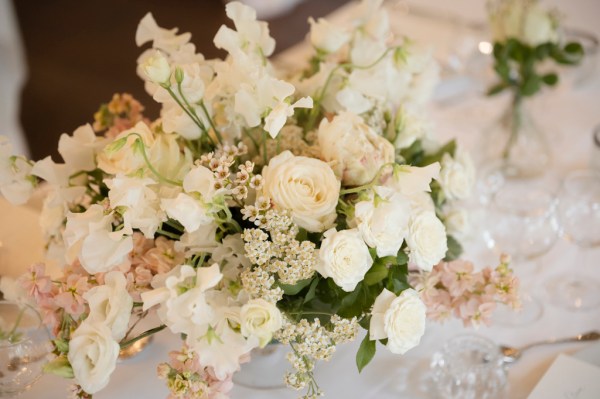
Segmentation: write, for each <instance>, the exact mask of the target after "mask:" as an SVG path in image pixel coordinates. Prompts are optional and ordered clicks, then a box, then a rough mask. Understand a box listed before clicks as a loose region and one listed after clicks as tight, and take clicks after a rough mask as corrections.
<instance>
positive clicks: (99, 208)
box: [63, 204, 133, 274]
mask: <svg viewBox="0 0 600 399" xmlns="http://www.w3.org/2000/svg"><path fill="white" fill-rule="evenodd" d="M112 221H113V216H112V214H110V215H105V214H104V208H103V207H102V206H101V205H98V204H94V205H91V206H90V207H89V208H88V209H87V210H86V211H85V212H82V213H72V212H69V213H68V214H67V225H66V228H65V231H64V232H63V240H64V242H65V246H66V260H67V262H68V263H69V264H70V263H73V262H74V261H75V260H76V259H79V261H80V262H81V265H82V266H83V268H84V269H85V270H86V271H87V272H88V273H90V274H96V273H100V272H106V271H108V270H110V269H112V268H113V267H115V266H118V265H121V264H122V263H123V262H125V261H127V258H128V255H129V252H131V250H132V249H133V240H132V238H131V236H128V235H124V234H123V232H122V231H114V232H113V231H112Z"/></svg>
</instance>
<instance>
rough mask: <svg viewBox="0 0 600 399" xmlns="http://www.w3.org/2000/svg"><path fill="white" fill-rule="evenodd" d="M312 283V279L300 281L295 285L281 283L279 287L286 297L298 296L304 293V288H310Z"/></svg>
mask: <svg viewBox="0 0 600 399" xmlns="http://www.w3.org/2000/svg"><path fill="white" fill-rule="evenodd" d="M311 282H312V279H306V280H300V281H298V282H297V283H296V284H294V285H291V284H282V283H279V287H281V289H282V290H283V293H284V294H285V295H296V294H297V293H299V292H300V291H302V289H303V288H306V287H308V285H309V284H310V283H311Z"/></svg>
____________________
Brief: Put every line from the one containing "</instance>" down to the one containing "rough mask: <svg" into a JSON list of strings, one string per line and omitting any blank lines.

Reply:
[
  "</instance>",
  "<instance>",
  "rough mask: <svg viewBox=\"0 0 600 399\" xmlns=\"http://www.w3.org/2000/svg\"><path fill=\"white\" fill-rule=\"evenodd\" d=\"M312 283V279L300 281L295 285L281 283L279 287L286 297L298 296L304 293V288H310Z\"/></svg>"
]